DATA FOR THIS EXERCISE:
□ □ □ □
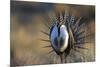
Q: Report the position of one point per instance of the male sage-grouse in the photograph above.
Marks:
(66, 33)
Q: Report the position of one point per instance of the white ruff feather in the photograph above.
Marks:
(54, 34)
(65, 36)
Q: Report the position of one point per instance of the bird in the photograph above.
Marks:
(66, 34)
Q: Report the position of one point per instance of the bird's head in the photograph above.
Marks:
(59, 37)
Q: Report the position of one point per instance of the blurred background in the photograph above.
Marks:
(27, 20)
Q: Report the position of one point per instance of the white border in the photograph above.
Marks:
(82, 2)
(5, 33)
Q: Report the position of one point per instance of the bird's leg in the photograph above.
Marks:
(62, 57)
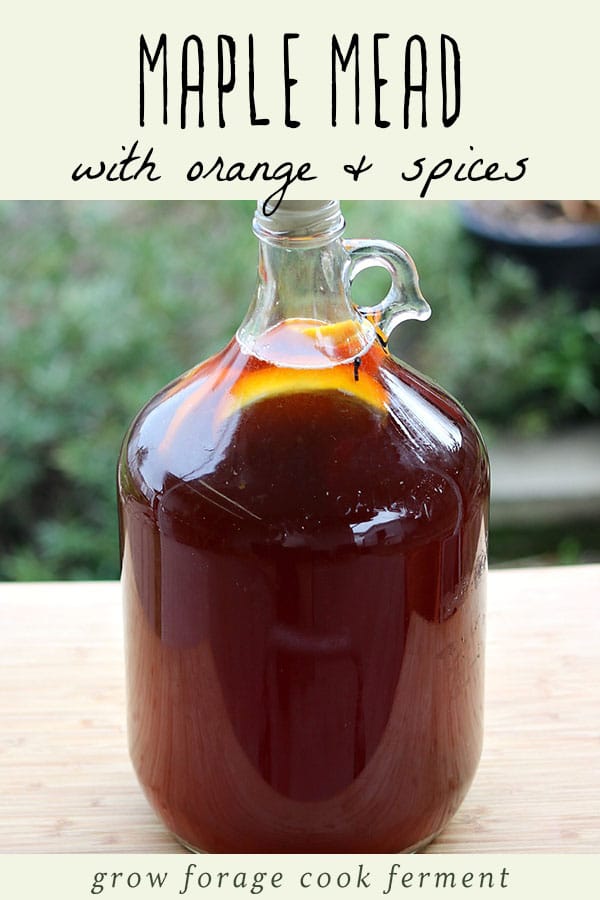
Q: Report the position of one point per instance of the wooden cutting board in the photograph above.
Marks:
(66, 784)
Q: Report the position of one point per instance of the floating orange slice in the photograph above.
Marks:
(277, 382)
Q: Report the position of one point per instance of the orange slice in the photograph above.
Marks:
(277, 382)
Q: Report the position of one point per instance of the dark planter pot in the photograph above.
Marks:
(561, 252)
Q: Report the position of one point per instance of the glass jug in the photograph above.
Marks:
(304, 549)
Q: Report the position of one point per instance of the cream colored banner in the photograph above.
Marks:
(171, 877)
(437, 99)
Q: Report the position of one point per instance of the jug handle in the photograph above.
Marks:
(404, 299)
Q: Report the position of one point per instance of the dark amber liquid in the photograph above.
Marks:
(303, 565)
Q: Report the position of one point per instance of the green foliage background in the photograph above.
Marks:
(101, 304)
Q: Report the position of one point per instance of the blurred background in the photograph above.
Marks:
(101, 304)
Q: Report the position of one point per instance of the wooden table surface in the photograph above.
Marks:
(66, 784)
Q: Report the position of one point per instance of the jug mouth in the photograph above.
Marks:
(298, 222)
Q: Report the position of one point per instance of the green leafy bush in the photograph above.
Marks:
(101, 304)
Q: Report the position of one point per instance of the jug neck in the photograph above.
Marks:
(302, 278)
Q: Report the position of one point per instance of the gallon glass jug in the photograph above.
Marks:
(303, 533)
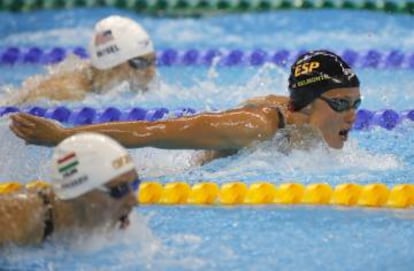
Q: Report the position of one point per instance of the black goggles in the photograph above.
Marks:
(341, 105)
(121, 190)
(140, 63)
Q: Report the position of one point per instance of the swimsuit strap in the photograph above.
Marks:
(49, 226)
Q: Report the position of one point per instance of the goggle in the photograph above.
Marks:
(140, 63)
(341, 105)
(122, 189)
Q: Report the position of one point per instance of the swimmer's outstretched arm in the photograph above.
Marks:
(66, 86)
(230, 130)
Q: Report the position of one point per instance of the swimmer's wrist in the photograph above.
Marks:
(64, 133)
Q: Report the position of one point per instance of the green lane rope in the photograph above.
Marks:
(203, 7)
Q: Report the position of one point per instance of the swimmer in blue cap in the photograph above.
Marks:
(94, 183)
(120, 51)
(324, 95)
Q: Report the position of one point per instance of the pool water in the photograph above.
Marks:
(234, 238)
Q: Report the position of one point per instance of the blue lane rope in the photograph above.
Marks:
(371, 58)
(365, 119)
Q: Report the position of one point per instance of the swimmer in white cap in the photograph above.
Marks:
(94, 183)
(120, 51)
(323, 101)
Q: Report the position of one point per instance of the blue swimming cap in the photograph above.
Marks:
(316, 72)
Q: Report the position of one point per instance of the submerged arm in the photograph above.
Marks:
(230, 130)
(21, 219)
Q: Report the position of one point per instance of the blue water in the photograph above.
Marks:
(234, 238)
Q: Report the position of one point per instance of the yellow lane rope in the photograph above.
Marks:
(239, 193)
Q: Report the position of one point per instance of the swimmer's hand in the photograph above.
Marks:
(36, 130)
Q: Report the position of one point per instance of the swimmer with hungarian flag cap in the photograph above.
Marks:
(324, 96)
(93, 188)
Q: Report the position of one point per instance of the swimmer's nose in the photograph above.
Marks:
(350, 116)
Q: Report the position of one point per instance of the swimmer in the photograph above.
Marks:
(120, 51)
(324, 95)
(94, 183)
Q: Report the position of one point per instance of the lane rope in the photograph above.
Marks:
(204, 7)
(365, 119)
(259, 193)
(370, 58)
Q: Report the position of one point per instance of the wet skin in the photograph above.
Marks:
(334, 126)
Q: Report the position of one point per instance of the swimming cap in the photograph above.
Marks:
(117, 39)
(316, 72)
(86, 161)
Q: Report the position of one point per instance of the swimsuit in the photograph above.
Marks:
(49, 226)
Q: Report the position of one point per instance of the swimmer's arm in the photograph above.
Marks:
(65, 86)
(270, 100)
(21, 222)
(229, 130)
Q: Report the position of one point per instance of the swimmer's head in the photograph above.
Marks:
(316, 72)
(87, 161)
(116, 40)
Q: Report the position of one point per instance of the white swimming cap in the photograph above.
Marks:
(86, 161)
(117, 39)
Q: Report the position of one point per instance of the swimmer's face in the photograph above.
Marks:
(140, 71)
(115, 200)
(334, 114)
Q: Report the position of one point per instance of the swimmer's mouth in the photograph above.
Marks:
(344, 134)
□ □ □ □
EXERCISE: Give all the lines above again, character for character, without pictures.

FULL ANSWER:
Q: Report the position of one point per instance of the male sage-grouse in the photograph above.
Marks:
(66, 33)
Q: Report the position of one point per instance of the white ruff feather in the photograph above.
Marks:
(54, 34)
(65, 36)
Q: Report the position of one point per instance of the bird in the photograph above.
Marks:
(66, 34)
Q: Report the position of one point per instance of the bird's head in the photograph above.
Marks:
(59, 37)
Q: Report the position of one point per instance of the blurred background in the photograph above.
Marks:
(27, 20)
Q: Report the position of one point per instance of the white border in the photograph above.
Marks:
(82, 2)
(5, 33)
Q: Report the position of one point per instance of the bird's leg in the photograph above.
Marks:
(62, 57)
Q: Report the position of one point per instance of the wooden cutting board in the photograph above.
Marks:
(66, 784)
Q: Report the position of one point per instance of the floating orange slice in the photograph above.
Marks:
(277, 382)
Q: Report the position of one point per instance of the orange slice in the photograph above.
Marks:
(277, 382)
Q: Report the position of one point per instance of the dark planter pot in the photograph above.
Marks:
(561, 252)
Q: Report the position of one point per instance of the glass jug in the photograph above.
Marks:
(304, 549)
Q: Report the position of one point per instance of the cream colored banner in the photograph above.
Marks:
(171, 877)
(437, 99)
Q: Report the position of one point per instance of the jug handle in the photograph above.
Marks:
(404, 299)
Q: Report the position of one point per instance of the dark amber liquid in the photograph above.
Marks:
(303, 565)
Q: Report the position of one point per instance of the green foliage background in the photograph above.
Marks:
(101, 304)
Q: Report the position of one point per instance of the blurred background in the photograph above.
Marks:
(101, 304)
Q: Report the position of one point per instance of the wooden table surface in the photograph above.
Marks:
(66, 784)
Q: Report the position of one point per instance of the jug mouth in the photograph above.
Marks:
(298, 222)
Q: Report the position of one point per instance of the green leafy bush in the photograph above.
Marks:
(101, 304)
Q: Report the position of one point per instance of the jug neck in the photograph above.
Marks:
(302, 278)
Q: Report the position of one point per instance of the gallon glass jug in the photograph above.
Marks:
(303, 533)
Q: Report the position of one point per instance of the black goggles in the photograph above.
Marks:
(341, 105)
(121, 190)
(140, 63)
Q: Report the position of one point per instance of the swimsuit strap in the photograph above.
Marks:
(49, 226)
Q: Report the position of one point per instance of the goggle in the photograph above.
Marks:
(140, 63)
(341, 105)
(122, 189)
Q: Report the position of one point per instance of the swimmer's outstretched arm in the photograph above.
Marks:
(66, 86)
(230, 130)
Q: Report the position of one point per instance of the swimmer's wrist in the photograph above.
Marks:
(64, 133)
Q: Report the position of one point per instance of the green lane rope in the photograph above.
Marks:
(203, 7)
Q: Report the position of one point per instance of the swimmer in blue cap in the photograph above.
Marks:
(94, 183)
(120, 51)
(324, 95)
Q: Report the position of one point per instance of the pool water in the photograph above.
Marks:
(234, 238)
Q: Report the position of one point per instance of the blue lane rope in the photograph above.
Marks:
(371, 58)
(365, 119)
Q: Report the position of one point per instance of the swimmer in white cap in the photograph above.
Marks:
(94, 183)
(120, 51)
(323, 101)
Q: Report the position of one point per instance of the blue swimming cap in the photograph above.
Marks:
(316, 72)
Q: Report the position of one point per instance of the submerged arm in the photograph above.
Marks:
(230, 130)
(21, 219)
Q: Report the position of one point per instance of the blue water in the photograph above.
Marks:
(234, 238)
Q: Report the position of one point per instance of the yellow lane rope in the photograph above.
Marks:
(239, 193)
Q: Report the position of one point per instance of the swimmer's hand in the photograph above.
Marks:
(36, 130)
Q: Report the position of one point per instance of the swimmer with hungarian flag cap in the photograph above.
Marks:
(324, 96)
(93, 188)
Q: Report the position of one point per instance of the swimmer's nose in the photograph above.
Marks:
(350, 116)
Q: Report the position of one point per instance of the swimmer in the photograph above.
Marks:
(120, 51)
(324, 95)
(94, 183)
Q: Report the position of one point per instance of the lane rope in the photograph above.
Marks:
(204, 7)
(365, 119)
(259, 193)
(370, 58)
Q: Report the position of one point per instance of the wet skin in the photograph above.
Marks:
(334, 126)
Q: Report the position of one point per instance of the swimming cap in the photograph above.
Marks:
(117, 39)
(316, 72)
(86, 161)
Q: Report the position of one point per instance of the swimsuit in the photograph above.
Marks:
(49, 226)
Q: Report the position of one point per instance of the swimmer's arm in the photograph above.
Marks:
(65, 86)
(270, 100)
(21, 222)
(229, 130)
Q: Report the position of one point per instance of the swimmer's head in the photograph above.
Marks:
(316, 72)
(87, 161)
(116, 40)
Q: Report the position of one point per instance of the white swimming cap in the photograph above.
Marks:
(86, 161)
(117, 39)
Q: Report the position of one point per instance of the swimmer's face in the photograph above.
Marks:
(140, 71)
(115, 200)
(334, 114)
Q: Report the position of one point per instance of the swimmer's mouth in the photograph above.
Marks:
(344, 134)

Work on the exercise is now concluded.